• Task prompt: Copy the entries below line for line, with no changes.

[A block of data]
■ ■ ■

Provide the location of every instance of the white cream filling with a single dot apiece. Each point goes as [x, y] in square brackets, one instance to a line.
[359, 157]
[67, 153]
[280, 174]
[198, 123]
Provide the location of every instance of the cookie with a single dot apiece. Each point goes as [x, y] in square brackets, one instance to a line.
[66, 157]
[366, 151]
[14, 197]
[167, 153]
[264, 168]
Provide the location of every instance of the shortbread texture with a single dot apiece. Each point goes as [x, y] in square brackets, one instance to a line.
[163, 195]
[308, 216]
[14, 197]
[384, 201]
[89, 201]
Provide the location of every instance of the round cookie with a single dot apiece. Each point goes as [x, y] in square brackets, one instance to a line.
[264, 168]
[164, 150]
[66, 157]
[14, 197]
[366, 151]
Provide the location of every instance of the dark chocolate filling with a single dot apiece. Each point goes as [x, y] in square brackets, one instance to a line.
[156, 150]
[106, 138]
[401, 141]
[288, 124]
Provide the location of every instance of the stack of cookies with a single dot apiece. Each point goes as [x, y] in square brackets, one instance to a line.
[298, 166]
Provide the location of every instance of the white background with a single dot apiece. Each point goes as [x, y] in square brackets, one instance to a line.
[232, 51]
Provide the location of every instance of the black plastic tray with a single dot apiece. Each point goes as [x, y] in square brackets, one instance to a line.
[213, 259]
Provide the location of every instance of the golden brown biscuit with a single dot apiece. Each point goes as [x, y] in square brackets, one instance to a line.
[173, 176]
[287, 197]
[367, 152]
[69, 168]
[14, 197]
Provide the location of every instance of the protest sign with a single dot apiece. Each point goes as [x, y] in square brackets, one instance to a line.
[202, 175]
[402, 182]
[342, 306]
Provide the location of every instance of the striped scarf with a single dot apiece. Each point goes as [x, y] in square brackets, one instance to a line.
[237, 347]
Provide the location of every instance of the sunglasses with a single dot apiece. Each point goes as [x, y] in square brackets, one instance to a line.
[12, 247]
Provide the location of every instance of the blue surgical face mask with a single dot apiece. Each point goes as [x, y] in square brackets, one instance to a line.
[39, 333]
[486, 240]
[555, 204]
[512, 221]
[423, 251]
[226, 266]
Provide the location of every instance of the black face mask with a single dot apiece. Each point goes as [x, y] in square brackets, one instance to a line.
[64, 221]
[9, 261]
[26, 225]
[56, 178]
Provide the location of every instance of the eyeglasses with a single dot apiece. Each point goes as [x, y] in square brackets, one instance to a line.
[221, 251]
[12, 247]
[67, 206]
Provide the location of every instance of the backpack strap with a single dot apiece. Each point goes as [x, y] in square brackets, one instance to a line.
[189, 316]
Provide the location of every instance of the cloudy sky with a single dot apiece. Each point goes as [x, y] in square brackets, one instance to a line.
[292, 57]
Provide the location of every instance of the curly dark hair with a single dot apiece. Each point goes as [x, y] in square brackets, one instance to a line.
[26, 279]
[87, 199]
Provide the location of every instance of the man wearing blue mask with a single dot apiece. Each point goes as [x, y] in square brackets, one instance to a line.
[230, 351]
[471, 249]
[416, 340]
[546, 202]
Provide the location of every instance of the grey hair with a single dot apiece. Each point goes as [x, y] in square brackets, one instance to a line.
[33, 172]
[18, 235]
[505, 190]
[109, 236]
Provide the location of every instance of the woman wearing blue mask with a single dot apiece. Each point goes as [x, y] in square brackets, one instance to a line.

■ ■ ■

• Written solution:
Provide the location of every instance of the white cream filling with a single dot apiece. Each point goes as [x, y] in square brackets, one instance to a line.
[359, 157]
[67, 153]
[280, 174]
[198, 123]
Provide the location of every instance of the cookie with a single dot apiece. Each point goes as [x, y] in square brackets, one instance to a line.
[66, 157]
[366, 151]
[14, 197]
[167, 153]
[264, 168]
Provide the location of every instance of the shortbread texture with a single dot apiece. Each point goes as [x, y] in square brackets, one instance to a line.
[163, 195]
[308, 216]
[14, 197]
[384, 201]
[89, 201]
Provide the location of every instance of the round cookie with a single dot apiece. Each point goes as [x, y] in square brackets, one instance to a line.
[264, 168]
[164, 150]
[66, 157]
[14, 197]
[366, 151]
Provide the location of every instance of the dark chocolate filling with a single dot apiece. Each point goes as [x, y] in square brackets, one instance to a line.
[156, 150]
[106, 138]
[401, 141]
[288, 124]
Provide the location of every instance of the stack of cookies with a single dot apiece. Each point goes as [x, y] in square brackets, one instance to a line.
[298, 166]
Provide the location of every instance of the white background with a single dot apiece. Each point goes as [x, y] in square brackets, one instance to a line.
[232, 51]
Provide the location of every instance of the black plastic tray with a single dot apiece. Each point goes as [x, y] in square brackets, one instance to a line.
[213, 259]
Provide the location of every instance of the golden brown biscuit with a single dot apiece. Each point goes as [x, y] in square brackets, one instance to a line.
[173, 176]
[287, 197]
[367, 152]
[69, 168]
[14, 197]
Provide the location of every instance of the protest sign with a single dot apiece. Each point goes as [x, y] in square brackets, one instance to a line.
[202, 175]
[402, 182]
[342, 306]
Provide the location of every instance of the striped scarf with a single dot apiece. Each point goes as [x, y] in square brackets, one instance to a line.
[237, 347]
Provide the location of every instance of the sunglasses with a single dot apiece. Each point goes as [x, y] in square brackets, one instance to a line.
[12, 247]
Provide the location of every instance of the blue surgical face mask with a single dot apiece. Each point goes as [x, y] in square brackets, one instance to a line.
[39, 333]
[486, 240]
[555, 204]
[512, 221]
[423, 251]
[226, 266]
Provide the location of every instance of the black face mask with a single dot apiece. Each point goes as [x, y] in square brackets, one instance to a line.
[64, 221]
[9, 261]
[26, 225]
[56, 178]
Provide the location of every instance of the eyeglasses with a single dot apiece. Each point goes as [x, y] in square brackets, one instance to a line.
[221, 251]
[12, 247]
[67, 206]
Provide the location of every instance of the backpack strap with a single dot apiece. Each point goes as [x, y] in square brackets, one instance to a line.
[189, 316]
Provide the location of every instance of the cloudy sky with a single dot apiece. Each point goes as [x, y] in square brackets, one instance to a line.
[292, 57]
Provide the location of every instance of the curly dark hair with a single dot apiece. Each point goes as [x, y] in square brackets, one instance to a line.
[26, 279]
[87, 199]
Provide the location of every instance of the man wearing blue mask with a single dot apiece. Each point goes as [x, y] in square brackets, one instance to a line.
[230, 351]
[471, 249]
[416, 340]
[546, 202]
Provide the location of every instance of the grey hair with a single dot apiece. Each point goes as [x, y] in square brackets, one instance to a line.
[33, 172]
[18, 235]
[505, 190]
[109, 236]
Provide the location of every instance of the woman wearing blue mask with a single dot apiece. Each point goes as [x, y] in square brackets, one instance to a line.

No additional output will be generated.